Stated problem 1 |
Decide whether each statement below agrees with the ceasefire article, answering yes or no and quoting the deciding words of the article. (a) Russia's defence ministry said its units opened humanitarian corridors near Mariupol and Volnovakha. (b) The Mariupol city council told residents to begin evacuating at once. (c) Moscow seized the Crimean peninsula from Ukraine in 2014.
Stated problem 2 |
According to the ceasefire article, which news agency reported that Russia's defence ministry accused Ukrainian "nationalists" of preventing civilians from leaving?

Document text |
Russia said its forces had stopped firing near two besieged Ukrainian cities on Saturday to allow safe passage to civilians fleeing the fighting, but officials in one of the cities said Moscow was not fully observing the limited ceasefire.
The Russian defence ministry said its units had opened humanitarian corridors near the cities of Mariupol and Volnovakha which were encircled by its troops, as Russia's invasion of Ukraine entered into its 10th day.
But in Mariupol, the city council said Russia was not observing the ceasefire and asked residents to return to shelters and wait for further information on evacuation.
Russia's defence ministry accused Ukrainian "nationalists" of preventing civilians from leaving, RIA news agency reported.
The southeastern port has endured heavy bombardment, a sign of its strategic value to Moscow due to its position between Russian-backed separatist-held eastern Ukraine and the Black Sea Crimean peninsula, which Moscow seized from Ukraine in 2014.
"This night the shelling was harder and closer," a staff member from Doctors without Borders/Medecins sans Frontieres (MSF) said, according to the aid agency, adding there was still no power, water, heating or mobile phone links and food was scarce.

Material |
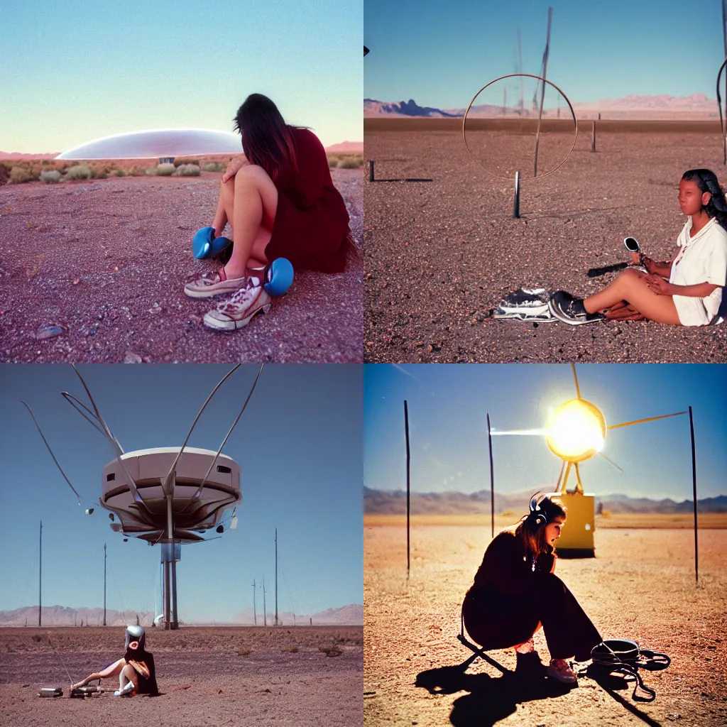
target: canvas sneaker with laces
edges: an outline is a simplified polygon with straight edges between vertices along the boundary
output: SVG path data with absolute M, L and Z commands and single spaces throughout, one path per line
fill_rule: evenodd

Answer 1 |
(a) Yes: "The Russian defence ministry said its units had opened humanitarian corridors near the cities of Mariupol and Volnovakha"
(b) No: "asked residents to return to shelters and wait for further information on evacuation"
(c) Yes: "the Black Sea Crimean peninsula, which Moscow seized from Ukraine in 2014"

Answer 2 |
The RIA news agency.